# 課題 1:
下に示すデータの行のうち、「mark the raised」を含む行からデータの最後の行までを、空行を除いた番号付きリストの形に書き直してください。

# 抜粋本文:
2019年7月からスタートした「AI活用勉強会」第3回のテーマは、「説明可能なAI(XAI, Explainable AI)」です。

従来、AI研究は分類・予測の精度向上がメインテーマでした。しかし、昨今、人間がAIを使っていかに意思決定をするかがAIの社会実装の大きなポイントになっています。そこで、今回は、「説明可能なAI(XAI, Explainable AI)」の研究に着目し、AIが予測した結果についてその理由を人間がよりわかりやすく理解するには、AIにどのような説明の仕組みを持たせればよいか、この最新の動向について学ぶこととしました。

前半の話題は、代表的なアプローチである大局的説明および局所的説明の2つについてでした。そして今回は、学習モデルが複雑なディープラーニングにおいても説明性が期待されている局所的説明をメインにお話いただきました。予測結果の主要因を定量的に可視化する仕組み、より人間を意識して言語的説明や改善アクションを提示する方法に関し、概論から今後の課題までわかりやすく教えていただきました。

後半は、さらに一歩踏み込み、「説明できる = 理解できる」ではない、という問題提起から始まりました。人間がAIの下した判断根拠を直観的に理解するには、理屈に沿った言語的説明(左脳)だけでなく、直観的に理解できる視覚的説明(右脳)の両方が必要とのことでした。実際に、東芝で実現するAIサービスであるSATLYS(‘サトリス’、Solutions by AI Technologies for anaLYSisの略)を用いた病理画像解析の説明例も提示いただきました。

そして最後にAIの利活用には、「AIは間違える」と考えるのではなく、「確率論的にリスクを示すツール」と捉えることが重要という議論がありました。今後AIがどんなに発展しても、人間がこのリスクをどう判断し意思決定をするか、我々は常に向き合っていくことになりそうです。

今回ご登壇いただいた湯浅様は、大学時代に素粒子の研究、入社後は画像認識そして現在社内外でAIの応用推進活動に従事されているという、幅広い研究キャリアをお持ちです。ご講演準備だけでなく、参加者の多分野からの質問にも最後まで分かりやすく答えていただき、大変感謝しています。

昨今、AIに関するセミナーはたくさんありますが、この勉強会は、みなさんの日頃の問題意識を出発点に学びを深めていけるように企画しています。こんなことを知りたい、こんな話題を提供できるという方、是非一緒に企画しましょう!(すでにお声がけいただいた方、ありがとうございます!)

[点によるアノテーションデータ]
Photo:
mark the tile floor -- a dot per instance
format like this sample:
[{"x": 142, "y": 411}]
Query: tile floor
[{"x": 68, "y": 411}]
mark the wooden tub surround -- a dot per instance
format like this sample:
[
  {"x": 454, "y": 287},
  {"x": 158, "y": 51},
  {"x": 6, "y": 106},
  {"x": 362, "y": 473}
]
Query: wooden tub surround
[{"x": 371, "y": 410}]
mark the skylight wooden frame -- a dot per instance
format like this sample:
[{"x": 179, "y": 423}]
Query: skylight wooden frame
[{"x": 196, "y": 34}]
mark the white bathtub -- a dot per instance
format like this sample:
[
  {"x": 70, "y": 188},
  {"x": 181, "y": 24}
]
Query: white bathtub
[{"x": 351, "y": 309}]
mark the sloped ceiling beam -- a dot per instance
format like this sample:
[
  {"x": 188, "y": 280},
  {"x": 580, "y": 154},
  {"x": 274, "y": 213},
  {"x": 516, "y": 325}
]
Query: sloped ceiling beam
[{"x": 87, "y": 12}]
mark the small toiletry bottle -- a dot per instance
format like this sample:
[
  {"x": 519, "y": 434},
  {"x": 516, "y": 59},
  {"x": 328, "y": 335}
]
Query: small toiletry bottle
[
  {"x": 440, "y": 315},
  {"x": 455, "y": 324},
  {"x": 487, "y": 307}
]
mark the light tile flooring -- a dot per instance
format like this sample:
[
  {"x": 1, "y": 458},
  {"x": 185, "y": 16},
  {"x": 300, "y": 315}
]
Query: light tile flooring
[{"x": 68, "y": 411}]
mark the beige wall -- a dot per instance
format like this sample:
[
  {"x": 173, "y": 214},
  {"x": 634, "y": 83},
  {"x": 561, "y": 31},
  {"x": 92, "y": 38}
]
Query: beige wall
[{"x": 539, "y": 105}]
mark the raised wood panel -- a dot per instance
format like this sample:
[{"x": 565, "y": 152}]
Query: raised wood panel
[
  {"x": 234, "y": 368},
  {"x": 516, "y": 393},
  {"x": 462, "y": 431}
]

# 課題 2:
説明可能なAIの勉強会報告の「前半の話題は、代表的なアプロ」から「やすく教えていただきました。」までを、「局所的説明」を「ローカル説明」に置き換えて書き直してください。

# 解答例 1:
1. mark the raised wood panel -- a dot per instance
2. format like this sample:
3. [{"x": 565, "y": 152}]
4. Query: raised wood panel
5. [
6.   {"x": 234, "y": 368},
7.   {"x": 516, "y": 393},
8.   {"x": 462, "y": 431}
9. ]

# 解答例 2:
前半の話題は、代表的なアプローチである大局的説明およびローカル説明の2つについてでした。そして今回は、学習モデルが複雑なディープラーニングにおいても説明性が期待されているローカル説明をメインにお話いただきました。予測結果の主要因を定量的に可視化する仕組み、より人間を意識して言語的説明や改善アクションを提示する方法に関し、概論から今後の課題までわかりやすく教えていただきました。